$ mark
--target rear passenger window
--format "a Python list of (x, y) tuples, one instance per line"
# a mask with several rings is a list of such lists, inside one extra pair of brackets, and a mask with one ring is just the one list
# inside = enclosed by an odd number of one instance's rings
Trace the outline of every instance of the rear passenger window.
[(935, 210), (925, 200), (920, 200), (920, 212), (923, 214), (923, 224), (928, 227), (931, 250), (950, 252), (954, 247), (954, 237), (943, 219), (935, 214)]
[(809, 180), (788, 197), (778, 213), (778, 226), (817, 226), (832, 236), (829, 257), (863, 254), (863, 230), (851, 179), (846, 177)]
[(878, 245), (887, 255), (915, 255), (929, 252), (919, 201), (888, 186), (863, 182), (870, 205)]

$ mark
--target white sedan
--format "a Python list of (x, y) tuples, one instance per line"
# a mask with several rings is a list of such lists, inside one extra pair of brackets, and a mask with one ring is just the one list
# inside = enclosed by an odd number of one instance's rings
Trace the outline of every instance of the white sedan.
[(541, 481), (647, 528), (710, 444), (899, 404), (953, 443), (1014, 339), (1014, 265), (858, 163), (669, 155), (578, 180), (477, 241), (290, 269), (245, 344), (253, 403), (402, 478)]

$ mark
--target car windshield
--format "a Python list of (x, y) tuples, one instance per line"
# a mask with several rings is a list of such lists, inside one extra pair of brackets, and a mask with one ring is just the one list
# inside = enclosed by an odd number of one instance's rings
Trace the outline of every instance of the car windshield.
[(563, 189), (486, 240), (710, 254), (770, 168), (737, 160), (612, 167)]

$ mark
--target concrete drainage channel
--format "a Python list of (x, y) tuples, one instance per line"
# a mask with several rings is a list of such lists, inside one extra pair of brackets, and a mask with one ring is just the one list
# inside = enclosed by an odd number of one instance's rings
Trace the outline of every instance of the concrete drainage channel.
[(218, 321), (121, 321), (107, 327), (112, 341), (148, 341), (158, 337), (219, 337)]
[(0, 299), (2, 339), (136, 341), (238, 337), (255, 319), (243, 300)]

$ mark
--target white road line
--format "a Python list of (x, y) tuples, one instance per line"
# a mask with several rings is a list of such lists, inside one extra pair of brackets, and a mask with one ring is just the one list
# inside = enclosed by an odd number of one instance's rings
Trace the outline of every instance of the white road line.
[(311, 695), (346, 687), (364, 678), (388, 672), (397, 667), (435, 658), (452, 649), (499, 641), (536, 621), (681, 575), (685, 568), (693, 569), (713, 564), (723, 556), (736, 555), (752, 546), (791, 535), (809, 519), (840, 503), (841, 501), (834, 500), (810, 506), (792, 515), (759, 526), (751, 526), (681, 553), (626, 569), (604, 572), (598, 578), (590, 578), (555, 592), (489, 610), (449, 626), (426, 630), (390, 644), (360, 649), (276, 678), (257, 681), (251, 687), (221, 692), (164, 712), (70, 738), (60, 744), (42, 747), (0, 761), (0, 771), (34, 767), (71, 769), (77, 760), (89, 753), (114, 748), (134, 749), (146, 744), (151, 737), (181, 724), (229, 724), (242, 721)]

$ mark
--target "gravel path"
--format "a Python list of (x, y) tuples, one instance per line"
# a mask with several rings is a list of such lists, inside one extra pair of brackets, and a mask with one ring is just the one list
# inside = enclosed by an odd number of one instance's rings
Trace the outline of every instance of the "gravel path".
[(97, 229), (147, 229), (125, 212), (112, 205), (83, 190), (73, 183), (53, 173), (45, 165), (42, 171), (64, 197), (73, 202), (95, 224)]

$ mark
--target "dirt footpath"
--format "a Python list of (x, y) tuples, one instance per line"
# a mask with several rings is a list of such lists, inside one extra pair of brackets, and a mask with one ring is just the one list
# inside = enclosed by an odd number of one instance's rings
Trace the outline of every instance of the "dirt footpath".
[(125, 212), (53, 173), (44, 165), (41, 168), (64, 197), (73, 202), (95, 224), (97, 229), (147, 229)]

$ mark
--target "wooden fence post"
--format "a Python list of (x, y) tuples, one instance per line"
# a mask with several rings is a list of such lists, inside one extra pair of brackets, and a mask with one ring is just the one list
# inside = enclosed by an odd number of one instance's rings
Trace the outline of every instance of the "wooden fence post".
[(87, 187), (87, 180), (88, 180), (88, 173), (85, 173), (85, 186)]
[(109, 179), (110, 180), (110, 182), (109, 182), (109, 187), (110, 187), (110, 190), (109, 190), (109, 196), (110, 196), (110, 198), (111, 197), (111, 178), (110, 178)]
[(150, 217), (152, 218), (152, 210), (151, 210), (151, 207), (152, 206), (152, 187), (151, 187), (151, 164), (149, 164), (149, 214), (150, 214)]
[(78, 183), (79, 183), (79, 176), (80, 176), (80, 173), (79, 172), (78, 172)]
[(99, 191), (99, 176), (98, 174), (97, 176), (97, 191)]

-.-.-

**Exercise aim**
Copy each of the records above word for word, from the first line to the last.

**Task solution**
$ mark
--target rear passenger window
--format "a Python list of (x, y) tuples, one instance per line"
# a mask with several rings is a list of such lists, inside one extra pair of brackets, and a mask with one ring is just the one list
# inside = enclosed by an odd number of one instance's rings
Trace the outline of every instance of the rear passenger window.
[(935, 210), (925, 200), (920, 200), (920, 212), (923, 214), (923, 224), (928, 227), (931, 250), (950, 252), (954, 247), (954, 237), (943, 219), (935, 214)]
[(809, 180), (788, 197), (778, 213), (778, 226), (817, 226), (832, 236), (829, 257), (863, 254), (863, 230), (851, 179), (846, 177)]
[(878, 245), (887, 255), (915, 255), (929, 252), (919, 201), (888, 186), (863, 182), (870, 205)]

$ mark
--target white sedan
--format "a Python list of (x, y) tuples, one instance per line"
# a mask with several rings is a list of such lists, inside one extra pair of brackets, and a mask with one ring is just the one list
# inside = enclosed by an odd number of one instance's rings
Trace the outline of every instance of the white sedan.
[(541, 481), (647, 528), (710, 444), (899, 404), (953, 443), (1014, 339), (1014, 265), (858, 163), (669, 155), (578, 180), (477, 241), (290, 269), (245, 344), (253, 403), (402, 478)]

$ mark
--target car windshield
--format "a Python list of (x, y) tuples, one instance per line"
# a mask with several rings is a list of such lists, inside one extra pair of brackets, and a mask with one ring is just the one list
# inside = enclosed by an odd number of one instance's rings
Trace the outline of every instance of the car windshield.
[(563, 189), (486, 240), (710, 254), (770, 168), (737, 160), (612, 167)]

$ mark
--target concrete drainage channel
--format "a Python list of (x, y) tuples, one instance per line"
# a mask with several rings is a list of such lists, inside one extra pair of brackets, and a mask with one ring is just the one list
# inside = enclosed by an odd number of one instance's rings
Trace the outline of every instance of the concrete drainage channel.
[(218, 321), (121, 321), (107, 327), (112, 341), (148, 341), (158, 337), (219, 337)]
[(0, 299), (2, 339), (136, 341), (238, 337), (255, 319), (243, 300)]

$ mark
--target white road line
--format "a Python list of (x, y) tuples, one instance per line"
# a mask with several rings is a list of such lists, inside one extra pair of brackets, and a mask with one ring is just the one list
# inside = enclosed by an odd number of one instance's rings
Trace the outline of every instance of the white road line.
[(311, 695), (346, 687), (364, 678), (388, 672), (397, 667), (435, 658), (452, 649), (499, 641), (536, 621), (681, 575), (685, 568), (693, 569), (713, 564), (723, 556), (736, 555), (752, 546), (791, 535), (809, 519), (840, 503), (841, 501), (834, 500), (810, 506), (792, 515), (759, 526), (751, 526), (681, 553), (626, 569), (604, 572), (598, 578), (590, 578), (555, 592), (489, 610), (449, 626), (426, 630), (390, 644), (360, 649), (276, 678), (257, 681), (251, 687), (221, 692), (164, 712), (70, 738), (60, 744), (42, 747), (0, 761), (0, 771), (34, 767), (71, 769), (77, 760), (89, 753), (114, 748), (134, 749), (146, 744), (151, 737), (181, 724), (229, 724), (242, 721)]

$ mark
--target "gravel path"
--format "a Python list of (x, y) tuples, one instance per line"
# a mask with several rings is a list of such lists, inside one extra pair of brackets, and a mask with one ring is just the one list
# inside = enclosed by an odd number of one instance's rings
Trace the outline of every instance of the "gravel path".
[(97, 229), (147, 229), (125, 212), (112, 205), (83, 190), (73, 183), (53, 173), (45, 165), (42, 171), (64, 197), (73, 202), (95, 224)]

$ mark
--target "dirt footpath"
--format "a Python list of (x, y) tuples, one instance per line"
# a mask with several rings is a list of such lists, inside one extra pair of brackets, and a mask with one ring is just the one list
# inside = enclosed by an odd number of one instance's rings
Trace the outline of every instance of the "dirt footpath".
[(125, 212), (53, 173), (44, 165), (41, 168), (64, 197), (73, 202), (95, 224), (97, 229), (147, 229)]

$ mark
--target "wooden fence post"
--format "a Python list of (x, y) tuples, one instance per line"
# a mask with several rings is a list of such lists, inside one extra pair of brackets, and a mask with one ring is just the one list
# inside = enclosed by an odd number of one instance's rings
Trace the outline of every instance of the "wooden fence post".
[(87, 187), (87, 180), (88, 180), (88, 173), (85, 173), (85, 186)]
[(109, 179), (110, 180), (110, 182), (109, 182), (109, 187), (110, 187), (110, 190), (109, 190), (109, 196), (110, 196), (110, 198), (111, 197), (111, 178), (110, 178)]
[(150, 217), (152, 218), (152, 210), (151, 210), (151, 207), (152, 206), (152, 187), (151, 187), (151, 164), (149, 164), (149, 214), (150, 214)]
[(78, 183), (79, 183), (79, 176), (80, 176), (80, 173), (79, 172), (78, 172)]
[(99, 191), (99, 176), (98, 174), (97, 176), (97, 191)]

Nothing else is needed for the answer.